== Page text ==
From 93800601a4d05b93240996cdced1f502cb049a3d Mon Sep 17 00:00:00 2001
From: SimoRyu <cloneofsimo@korea.ac.kr>
Date: Sun, 12 Feb 2023 09:10:27 +0000
Subject: [PATCH 4/9] cached latent

---
 lora_diffusion/cli_lora_pti.py | 107 ++++++++++++++++++++++++---------
 lora_diffusion/dataset.py      |   5 +-
 2 files changed, 79 insertions(+), 33 deletions(-)

diff --git a/lora_diffusion/cli_lora_pti.py b/lora_diffusion/cli_lora_pti.py
index 3297e38..86ea9c6 100644
--- a/lora_diffusion/cli_lora_pti.py
+++ b/lora_diffusion/cli_lora_pti.py
@@ -128,17 +128,31 @@ def get_models(
     )
 
 
-def text2img_dataloader(train_dataset, train_batch_size, tokenizer, vae, text_encoder):
+@torch.no_grad()
+def text2img_dataloader(
+    train_dataset,
+    train_batch_size,
+    tokenizer,
+    vae,
+    text_encoder,
+    cached_latents: bool = False,
+):
+
+    if cached_latents:
+        cached_latents_dataset = []
+        for idx in tqdm(range(len(train_dataset))):
+            batch = train_dataset[idx]
+            # rint(batch)
+            latents = vae.encode(
+                batch["instance_images"].unsqueeze(0).to(dtype=vae.dtype).to(vae.device)
+            ).latent_dist.sample()
+            latents = latents * 0.18215
+            batch["instance_images"] = latents.squeeze(0)
+            cached_latents_dataset.append(batch)
+
     def collate_fn(examples):
         input_ids = [example["instance_prompt_ids"] for example in examples]
         pixel_values = [example["instance_images"] for example in examples]
-
-        # Concat class and instance examples for prior preservation.
-        # We do this to avoid doing two forward passes.
-        if examples[0].get("class_prompt_ids", None) is not None:
-            input_ids += [example["class_prompt_ids"] for example in examples]
-            pixel_values += [example["class_images"] for example in examples]
-
         pixel_values = torch.stack(pixel_values)
         pixel_values = pixel_values.to(memory_format=torch.contiguous_format).float()
 
@@ -159,12 +173,24 @@ def collate_fn(examples):
 
         return batch
 
-    train_dataloader = torch.utils.data.DataLoader(
-        train_dataset,
-        batch_size=train_batch_size,
-        shuffle=True,
-        collate_fn=collate_fn,
-    )
+    if cached_latents:
+
+        train_dataloader = torch.utils.data.DataLoader(
+            cached_latents_dataset,
+            batch_size=train_batch_size,
+            shuffle=True,
+            collate_fn=collate_fn,
+        )
+
+        print("PTI : Using cached latent.")
+
+    else:
+        train_dataloader = torch.utils.data.DataLoader(
+            train_dataset,
+            batch_size=train_batch_size,
+            shuffle=True,
+            collate_fn=collate_fn,
+        )

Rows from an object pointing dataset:
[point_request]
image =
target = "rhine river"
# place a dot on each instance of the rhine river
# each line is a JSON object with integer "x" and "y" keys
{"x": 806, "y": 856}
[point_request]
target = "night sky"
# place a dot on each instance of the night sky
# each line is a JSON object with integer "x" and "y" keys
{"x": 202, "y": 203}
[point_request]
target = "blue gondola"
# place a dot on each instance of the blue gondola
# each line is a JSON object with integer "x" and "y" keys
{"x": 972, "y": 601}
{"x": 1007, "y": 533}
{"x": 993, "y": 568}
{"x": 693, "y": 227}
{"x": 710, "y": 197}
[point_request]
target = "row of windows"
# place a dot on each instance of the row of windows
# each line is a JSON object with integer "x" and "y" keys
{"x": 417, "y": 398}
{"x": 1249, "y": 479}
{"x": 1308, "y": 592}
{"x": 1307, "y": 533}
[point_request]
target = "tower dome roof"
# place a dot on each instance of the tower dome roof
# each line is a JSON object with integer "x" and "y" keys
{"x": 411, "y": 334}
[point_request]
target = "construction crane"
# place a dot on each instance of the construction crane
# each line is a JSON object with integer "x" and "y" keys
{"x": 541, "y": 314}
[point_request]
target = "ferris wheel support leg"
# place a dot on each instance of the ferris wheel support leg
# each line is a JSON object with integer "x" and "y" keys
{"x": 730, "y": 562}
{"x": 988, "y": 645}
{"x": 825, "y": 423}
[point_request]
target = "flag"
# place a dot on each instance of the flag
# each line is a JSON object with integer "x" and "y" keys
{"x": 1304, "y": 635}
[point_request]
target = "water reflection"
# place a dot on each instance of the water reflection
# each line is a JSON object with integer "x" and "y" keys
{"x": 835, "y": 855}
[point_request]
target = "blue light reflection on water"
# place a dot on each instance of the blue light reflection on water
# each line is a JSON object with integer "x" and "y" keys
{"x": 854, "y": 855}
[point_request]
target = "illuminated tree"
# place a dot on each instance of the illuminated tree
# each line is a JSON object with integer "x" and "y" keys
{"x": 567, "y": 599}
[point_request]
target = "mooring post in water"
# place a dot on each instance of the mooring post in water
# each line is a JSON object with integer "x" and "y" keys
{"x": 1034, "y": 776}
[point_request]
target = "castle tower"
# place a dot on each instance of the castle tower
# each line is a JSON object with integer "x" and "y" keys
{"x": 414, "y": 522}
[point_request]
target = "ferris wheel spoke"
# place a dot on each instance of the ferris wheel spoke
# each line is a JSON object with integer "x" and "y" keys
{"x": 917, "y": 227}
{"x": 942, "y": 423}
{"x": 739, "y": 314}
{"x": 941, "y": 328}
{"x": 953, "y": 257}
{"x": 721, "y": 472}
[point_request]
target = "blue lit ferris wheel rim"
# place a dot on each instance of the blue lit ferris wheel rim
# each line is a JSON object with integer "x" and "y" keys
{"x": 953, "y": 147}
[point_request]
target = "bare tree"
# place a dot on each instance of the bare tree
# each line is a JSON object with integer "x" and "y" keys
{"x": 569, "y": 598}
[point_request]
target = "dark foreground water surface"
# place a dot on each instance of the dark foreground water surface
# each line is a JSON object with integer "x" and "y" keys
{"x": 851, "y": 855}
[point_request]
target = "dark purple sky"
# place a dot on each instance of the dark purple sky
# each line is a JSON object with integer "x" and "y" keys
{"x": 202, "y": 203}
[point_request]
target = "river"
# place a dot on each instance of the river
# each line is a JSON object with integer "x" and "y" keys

== What is being asked ==
Extend the cached-latent patch, picking up right after its final line. The records are not needed for this work.

== Output for this exercise ==
     return train_dataloader
 
@@ -241,23 +267,30 @@ def loss_step(
     t_mutliplier=1.0,
     mixed_precision=False,
     mask_temperature=1.0,
+    cached_latents: bool = False,
 ):
     weight_dtype = torch.float32
-
-    latents = vae.encode(
-        batch["pixel_values"].to(dtype=weight_dtype).to(unet.device)
-    ).latent_dist.sample()
-    latents = latents * 0.18215
-
-    if train_inpainting:
-        masked_image_latents = vae.encode(
-            batch["masked_image_values"].to(dtype=weight_dtype).to(unet.device)
+    if not cached_latents:
+        latents = vae.encode(
+            batch["pixel_values"].to(dtype=weight_dtype).to(unet.device)
         ).latent_dist.sample()
-        masked_image_latents = masked_image_latents * 0.18215
-        mask = F.interpolate(
-            batch["mask_values"].to(dtype=weight_dtype).to(unet.device),
-            scale_factor=1 / 8,
-        )
+        latents = latents * 0.18215
+
+        if train_inpainting:
+            masked_image_latents = vae.encode(
+                batch["masked_image_values"].to(dtype=weight_dtype).to(unet.device)
+            ).latent_dist.sample()
+            masked_image_latents = masked_image_latents * 0.18215
+            mask = F.interpolate(
+                batch["mask_values"].to(dtype=weight_dtype).to(unet.device),
+                scale_factor=1 / 8,
+            )
+    else:
+        latents = batch["pixel_values"]
+
+        if train_inpainting:
+            masked_image_latents = batch["masked_image_latents"]
+            mask = batch["mask_values"]
 
     noise = torch.randn_like(latents)
     bsz = latents.shape[0]
@@ -348,6 +381,7 @@ def train_inversion(
     tokenizer,
     lr_scheduler,
     test_image_path: str,
+    cached_latents: bool,
     accum_iter: int = 1,
     log_wandb: bool = False,
     wandb_log_prompt_cnt: int = 10,
@@ -387,6 +421,7 @@ def train_inversion(
                         scheduler,
                         train_inpainting=train_inpainting,
                         mixed_precision=mixed_precision,
+                        cached_latents=cached_latents,
                     )
                     / accum_iter
                 )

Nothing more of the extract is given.